# [Try it]
All of the listing should be transcribed exactly.

________________________________________

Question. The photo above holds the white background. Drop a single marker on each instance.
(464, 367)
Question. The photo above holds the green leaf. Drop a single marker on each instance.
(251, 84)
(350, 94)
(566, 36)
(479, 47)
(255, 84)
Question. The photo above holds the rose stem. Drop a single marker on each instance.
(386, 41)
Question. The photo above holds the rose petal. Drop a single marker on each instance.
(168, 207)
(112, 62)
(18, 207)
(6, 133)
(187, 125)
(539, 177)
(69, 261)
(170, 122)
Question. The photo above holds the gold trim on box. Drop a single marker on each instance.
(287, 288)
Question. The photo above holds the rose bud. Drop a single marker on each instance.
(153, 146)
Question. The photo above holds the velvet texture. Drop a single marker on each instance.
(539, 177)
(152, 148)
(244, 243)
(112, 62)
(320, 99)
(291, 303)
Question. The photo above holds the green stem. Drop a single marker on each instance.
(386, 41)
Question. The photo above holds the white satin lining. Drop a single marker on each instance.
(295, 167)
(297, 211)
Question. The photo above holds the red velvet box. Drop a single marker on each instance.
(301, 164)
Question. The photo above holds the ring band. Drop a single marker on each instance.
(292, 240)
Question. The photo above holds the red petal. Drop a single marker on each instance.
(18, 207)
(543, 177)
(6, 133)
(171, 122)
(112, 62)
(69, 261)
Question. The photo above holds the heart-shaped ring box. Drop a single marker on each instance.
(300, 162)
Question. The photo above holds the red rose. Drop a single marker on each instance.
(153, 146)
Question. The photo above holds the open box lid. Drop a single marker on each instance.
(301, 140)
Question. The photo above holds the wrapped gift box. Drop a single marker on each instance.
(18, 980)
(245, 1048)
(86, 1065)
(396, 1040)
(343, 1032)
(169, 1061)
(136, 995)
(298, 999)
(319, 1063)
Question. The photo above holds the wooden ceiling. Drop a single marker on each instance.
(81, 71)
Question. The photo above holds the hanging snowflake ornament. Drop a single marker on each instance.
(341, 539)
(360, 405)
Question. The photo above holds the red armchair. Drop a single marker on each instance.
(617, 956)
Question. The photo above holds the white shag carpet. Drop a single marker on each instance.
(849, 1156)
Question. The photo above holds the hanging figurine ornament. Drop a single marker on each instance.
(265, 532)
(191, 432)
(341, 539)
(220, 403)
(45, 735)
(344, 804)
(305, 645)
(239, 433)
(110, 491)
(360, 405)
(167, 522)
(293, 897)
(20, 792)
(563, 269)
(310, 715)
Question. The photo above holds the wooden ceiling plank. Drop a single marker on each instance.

________________________________________

# [Exercise response]
Question. The photo above holds the white background. Drop a single marker on each instance.
(464, 367)
Question. The photo above holds the green leaf. Drop a single marker on each instance.
(251, 84)
(350, 94)
(566, 36)
(479, 47)
(255, 84)
Question. The photo above holds the rose stem. Drop a single marker on each instance.
(386, 41)
Question. The photo above holds the rose petal. Drop a single marker on each instance.
(168, 207)
(112, 62)
(18, 207)
(6, 133)
(187, 125)
(539, 177)
(69, 261)
(170, 122)
Question. The photo above holds the gold trim on box. Drop a single marker on each instance.
(287, 288)
Question. The photo above holds the rose bud. Drop a single marker on each instance.
(153, 146)
Question. The photo above holds the velvet texture. Drop a single marker on each instance.
(539, 177)
(152, 148)
(244, 243)
(112, 62)
(320, 99)
(291, 303)
Question. The photo above holds the green stem. Drop a single marker on each instance.
(386, 41)
Question. The photo above holds the white satin lining. Drop a single marker on each instance.
(295, 167)
(297, 211)
Question. The photo above holds the red velvet box. Drop a single marker on each instance.
(301, 164)
Question. The photo above holds the ring band. Drop a single marker on each instance.
(292, 240)
Question. The photo above holds the red petal. Drop a single marker on each instance.
(18, 207)
(543, 177)
(6, 133)
(171, 122)
(112, 62)
(69, 261)
Question. The photo above holds the heart-shaped ring box. Drop a single marker on each instance.
(300, 162)
Question. The photo above holds the red rose. Drop a single marker on each instance.
(153, 146)
Question. The photo above holds the open box lid. Drop a single marker on each instance.
(301, 140)
Question. The photo above holds the wrapped gift box. Drop a single marker on each instance.
(18, 980)
(245, 1048)
(86, 1065)
(396, 1040)
(343, 1032)
(169, 1061)
(136, 995)
(298, 999)
(319, 1063)
Question. The photo above holds the wooden ceiling. Drop a single marker on each instance.
(81, 71)
Question. The photo above holds the hanging snowflake ornament. Drop a single marker on each instance.
(341, 539)
(360, 405)
Question. The photo above holds the red armchair. Drop a single marker on each instance.
(617, 956)
Question. The photo above holds the white shag carpet. Drop a single marker on each instance.
(849, 1156)
Question. The photo above holds the hanging figurine ornament. Drop a single marker on each instance.
(265, 532)
(191, 432)
(341, 539)
(220, 403)
(45, 735)
(344, 804)
(305, 645)
(239, 433)
(110, 491)
(360, 405)
(167, 522)
(293, 897)
(20, 792)
(563, 269)
(310, 715)
Question. The photo above holds the wooden ceiling plank. Drop a single marker on each instance.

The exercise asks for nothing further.